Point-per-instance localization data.
-- Opening Marker --

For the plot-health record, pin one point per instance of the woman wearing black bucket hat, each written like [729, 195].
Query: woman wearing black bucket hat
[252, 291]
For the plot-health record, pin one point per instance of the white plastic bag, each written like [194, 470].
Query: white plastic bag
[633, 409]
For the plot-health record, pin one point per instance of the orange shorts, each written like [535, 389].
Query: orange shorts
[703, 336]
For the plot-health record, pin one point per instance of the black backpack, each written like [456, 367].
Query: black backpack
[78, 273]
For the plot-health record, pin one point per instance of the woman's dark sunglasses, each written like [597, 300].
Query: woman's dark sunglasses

-- Closing Marker --

Output all of the data exactly.

For the plot-health record, pin one point per instance of the woman wearing black bucket hat, each written like [729, 195].
Query: woman wearing black bucket hat
[252, 291]
For the plot-health record, pin one point per instance of the white plastic bag, each written like [194, 470].
Query: white plastic bag
[633, 409]
For the plot-health record, pin one point per instance of the orange shorts, each written like [535, 389].
Query: orange shorts
[703, 336]
For the plot-health record, pin one point per instance of the black backpack, each written like [456, 367].
Query: black backpack
[78, 273]
For the plot-health record, pin one point per instance of the woman's dark sunglasses, each written like [597, 300].
Query: woman's dark sunglasses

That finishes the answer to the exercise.